## start TEXT EXTRACT

“We are very happy with this successful outcome. Furthermore, we appreciate our client’s trust in the team at all times, which enabled us to achieve this precedent setting decision for tax matters in Mexico,” said Joselino Morales López, Greenberg Traurig Litigation Practice shareholder.
MEXICO CITY (PRWEB) May 22, 2020
A team of Tax Practice and Litigation Practice attorneys from the Mexico City office of global law firm Greenberg Traurig, LLP, successfully obtained a writ of amparo, which is a remedy for the protection of constitutional rights, before the Nation’s Supreme Court of Justice (SCJN). The precedent-setting victory came on behalf of client, Joaquín Alcalá, who was appealing the Mexican Tax Authority’s (SAT) decision that it was jointly liable as a real estate company for a principal tax assessment of MX $101.5 million.
The decision issued on Feb. 19, 2020 by the Second Chamber of the SCJN in case ADR5652/2019, granted federal judicial protection to Alcalá, who was a member of the board of directors of the taxpaying real estate company. The court said it found in favor of the client based on its conclusion that the tax authority’s power to determine joint liability and require payment of the assessment owed, had expired. The ruling eliminated any tax debt or associated issues for the client.
“We are very happy with this successful outcome. Furthermore, we appreciate our client’s trust in the team at all times, which enabled us to achieve this precedent setting decision for tax matters in Mexico,” said Joselino Morales López, Greenberg Traurig Litigation Practice shareholder, who acted as lead counsel in the case. “We utilized our team’s skills and legal experience to craft new arguments and establish legal precedents in the Mexican legal system. This success is extremely rewarding.”
This is a landmark decision for the Mexican legal system because it represents the first precedent issued by the SCJN related to the calculation of the expiration period of the powers of tax authorities to determine joint and several liability in a tax assessment.
As a result of this ruling, the tax credit imposed against the jointly responsible person was left unsubstantiated, thus eliminating any debt or contingency for Alcalá.

## end TEXT EXTRACT

TASK DESCRIPTION: Could you edit the passage on the Mexican tax ruling from "The decision issued" to "for the client." so that "management board" replaces "board of directors"? Use only the text above.

## start GIVEN DATA

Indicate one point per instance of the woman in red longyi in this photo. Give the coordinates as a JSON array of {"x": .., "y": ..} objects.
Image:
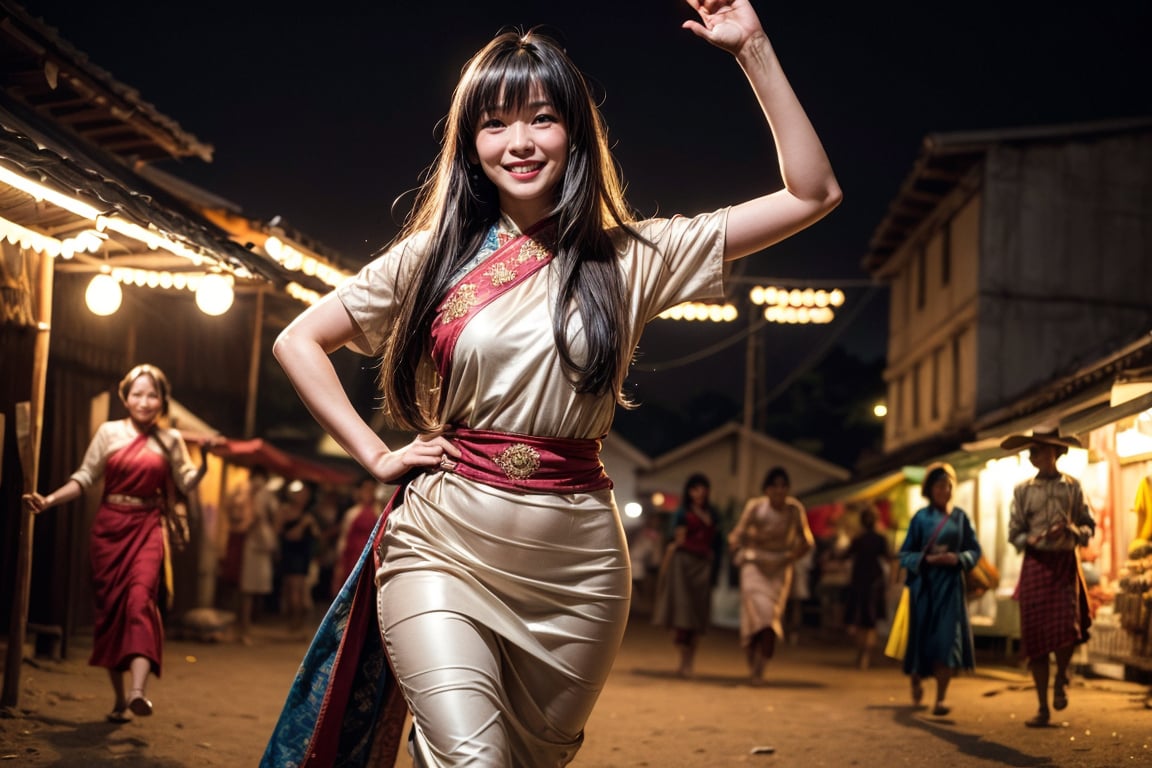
[{"x": 137, "y": 459}]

## end GIVEN DATA

OUTPUT OF THE TASK:
The decision issued on Feb. 19, 2020 by the Second Chamber of the SCJN in case ADR5652/2019, granted federal judicial protection to Alcalá, who was a member of the management board of the taxpaying real estate company. The court said it found in favor of the client based on its conclusion that the tax authority’s power to determine joint liability and require payment of the assessment owed, had expired. The ruling eliminated any tax debt or associated issues for the client.